-- Task statement --
Could you reproduce every line of the data below, character for character, with nothing changed?

***** Dataset rows *****

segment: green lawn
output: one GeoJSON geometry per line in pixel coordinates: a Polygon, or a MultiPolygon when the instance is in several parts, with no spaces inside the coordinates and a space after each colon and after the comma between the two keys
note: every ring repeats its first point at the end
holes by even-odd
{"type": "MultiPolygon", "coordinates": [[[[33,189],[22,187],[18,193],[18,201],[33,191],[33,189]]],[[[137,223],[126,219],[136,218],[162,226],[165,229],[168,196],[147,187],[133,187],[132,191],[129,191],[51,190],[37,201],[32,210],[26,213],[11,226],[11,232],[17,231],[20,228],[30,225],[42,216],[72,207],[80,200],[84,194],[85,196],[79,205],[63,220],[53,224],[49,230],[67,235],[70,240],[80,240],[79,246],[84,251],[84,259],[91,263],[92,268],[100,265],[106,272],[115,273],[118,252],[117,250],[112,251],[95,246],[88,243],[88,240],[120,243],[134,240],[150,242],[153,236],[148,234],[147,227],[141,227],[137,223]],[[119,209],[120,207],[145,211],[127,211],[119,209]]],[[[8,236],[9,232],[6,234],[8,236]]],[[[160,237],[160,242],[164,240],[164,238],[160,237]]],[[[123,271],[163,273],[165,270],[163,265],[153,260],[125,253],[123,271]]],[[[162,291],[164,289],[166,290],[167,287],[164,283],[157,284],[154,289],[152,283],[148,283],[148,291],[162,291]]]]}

*****

-- Answer for the task --
segment: green lawn
output: one GeoJSON geometry per line in pixel coordinates: a Polygon, or a MultiPolygon when the instance is in several parts, with no spaces inside the coordinates and a space after each colon and after the comma between the two keys
note: every ring repeats its first point at the end
holes by even-odd
{"type": "MultiPolygon", "coordinates": [[[[33,189],[22,187],[18,193],[18,201],[33,191],[33,189]]],[[[137,223],[126,219],[136,218],[162,226],[165,229],[168,196],[147,187],[133,187],[132,191],[129,191],[51,190],[37,201],[32,210],[26,213],[11,226],[11,232],[17,231],[20,228],[30,225],[42,216],[72,207],[80,200],[84,194],[85,196],[79,205],[63,220],[53,224],[49,230],[67,235],[70,240],[80,240],[79,246],[84,251],[84,259],[91,263],[92,268],[100,265],[106,272],[115,273],[118,252],[117,250],[112,251],[95,246],[88,243],[88,240],[120,243],[134,240],[150,242],[153,236],[148,234],[147,227],[141,227],[137,223]],[[119,209],[120,207],[145,211],[127,211],[119,209]]],[[[8,236],[9,232],[6,234],[8,236]]],[[[160,237],[160,242],[164,240],[164,238],[160,237]]],[[[123,271],[163,273],[165,270],[163,265],[153,260],[125,253],[123,271]]],[[[162,291],[164,289],[166,290],[167,287],[164,283],[157,284],[154,289],[152,283],[148,283],[148,291],[162,291]]]]}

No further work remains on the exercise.